▶ **OBJECTIF A**
Repérez dans les entrées ci-dessous chaque ligne où figure le mot «pier», puis recopiez chacune de ces lignes.

▶ **TEXTE FOURNI**
========================================================================

L'industrie automobile est une jungle où règne une concurrence fauve. Les constructeurs doivent donc rivaliser de ruse afin d'empêcher les regards indiscrets de détecter les nouveaux éléments enchâssés dans leurs créations.

Par conséquent, il n'est, pour ainsi dire, pas surprenant de voir les prototypes qui parcourent les rues limitrophes aux centres de mise au point affublés de survêtements aux teintes et textures étranges.

 

Pratique pas vraiment récente, ce défigurement intentionnel a été mis à l'avant-plan avec l'avènement des blogues et de l'information quasi instantanée. C'est l'art de tromper l'oeil pour berner les paparazzis de l'automobile.

 

D'une grande complexité

 

Le camouflage d'un véhicule qui est au stade de prototype ou même en pré-production est loin d'être une tâche simple. Malgré le bâchage apparent qui semble prédominer autour de la disposition de ces mascarades, chaque élément a sa raison d'être.

 

L'expert mandaté est souvent chargé de dissimuler toute composante de design pouvant trahir la marque et le modèle du véhicule. Pour ce faire, il emploie une série de bâches faites de polyester (matériau léger qui «respire» et ayant une forte résistance à la cassure) disposées sur l'ensemble de la carrosserie. On glisse, sous ces pièces de tissu, différents matériaux pour créer des textures discordantes faussant la perception, matériaux qui créent des angles et des formes qui sont en réalité inexistants.

========================================================================

▶ **EXTRAITS DES ENTRÉES**
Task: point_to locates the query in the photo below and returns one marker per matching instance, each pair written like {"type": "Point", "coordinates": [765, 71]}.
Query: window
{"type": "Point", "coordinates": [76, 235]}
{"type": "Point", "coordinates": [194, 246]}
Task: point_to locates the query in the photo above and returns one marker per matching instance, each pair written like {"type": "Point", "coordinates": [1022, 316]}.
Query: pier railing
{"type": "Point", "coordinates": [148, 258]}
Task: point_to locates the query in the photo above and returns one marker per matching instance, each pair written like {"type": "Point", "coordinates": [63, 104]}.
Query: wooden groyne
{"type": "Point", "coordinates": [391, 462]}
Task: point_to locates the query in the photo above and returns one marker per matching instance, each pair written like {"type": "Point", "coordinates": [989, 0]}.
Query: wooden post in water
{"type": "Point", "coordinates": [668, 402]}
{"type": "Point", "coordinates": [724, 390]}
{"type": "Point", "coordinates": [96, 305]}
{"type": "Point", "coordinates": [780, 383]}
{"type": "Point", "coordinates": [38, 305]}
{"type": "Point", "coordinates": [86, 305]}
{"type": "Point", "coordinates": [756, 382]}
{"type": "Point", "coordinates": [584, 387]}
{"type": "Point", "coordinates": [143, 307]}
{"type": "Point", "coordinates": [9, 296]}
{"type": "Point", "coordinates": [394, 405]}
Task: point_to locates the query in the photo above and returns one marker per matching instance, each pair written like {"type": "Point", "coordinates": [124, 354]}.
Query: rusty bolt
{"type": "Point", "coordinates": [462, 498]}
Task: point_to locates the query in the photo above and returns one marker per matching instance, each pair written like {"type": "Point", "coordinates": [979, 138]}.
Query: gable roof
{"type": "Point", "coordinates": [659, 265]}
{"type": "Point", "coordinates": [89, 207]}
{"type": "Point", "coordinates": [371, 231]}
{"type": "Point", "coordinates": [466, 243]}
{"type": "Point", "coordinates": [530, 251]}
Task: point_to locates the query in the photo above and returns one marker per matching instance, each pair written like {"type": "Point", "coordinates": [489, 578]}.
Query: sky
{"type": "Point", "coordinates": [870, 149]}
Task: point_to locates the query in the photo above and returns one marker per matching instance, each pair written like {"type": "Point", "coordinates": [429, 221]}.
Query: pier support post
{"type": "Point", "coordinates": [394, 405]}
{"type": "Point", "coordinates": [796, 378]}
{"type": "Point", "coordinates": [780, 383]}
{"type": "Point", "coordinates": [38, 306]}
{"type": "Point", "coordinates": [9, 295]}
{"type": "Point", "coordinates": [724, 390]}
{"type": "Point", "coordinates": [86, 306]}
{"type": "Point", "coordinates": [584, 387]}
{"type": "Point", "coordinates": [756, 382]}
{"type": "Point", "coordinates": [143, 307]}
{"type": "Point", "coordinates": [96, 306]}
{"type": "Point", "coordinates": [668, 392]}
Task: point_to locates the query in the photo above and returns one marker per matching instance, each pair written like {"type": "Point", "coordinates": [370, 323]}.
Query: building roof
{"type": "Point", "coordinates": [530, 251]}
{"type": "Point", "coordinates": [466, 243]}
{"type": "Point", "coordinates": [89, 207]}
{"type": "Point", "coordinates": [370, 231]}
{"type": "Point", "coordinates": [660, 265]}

========================================================================

▶ **OBJECTIF B**
Reproduisez le passage du texte sur le camouflage des prototypes automobiles, en partant des mots «Par conséquent, il» et en vous arrêtant après «paparazzis de l'automobile.».

▶ **RÉSULTAT DE L'EXERCICE A**
Query: pier railing
Query: pier support post

▶ **RÉSULTAT DE L'EXERCICE B**
Par conséquent, il n'est, pour ainsi dire, pas surprenant de voir les prototypes qui parcourent les rues limitrophes aux centres de mise au point affublés de survêtements aux teintes et textures étranges.

 

Pratique pas vraiment récente, ce défigurement intentionnel a été mis à l'avant-plan avec l'avènement des blogues et de l'information quasi instantanée. C'est l'art de tromper l'oeil pour berner les paparazzis de l'automobile.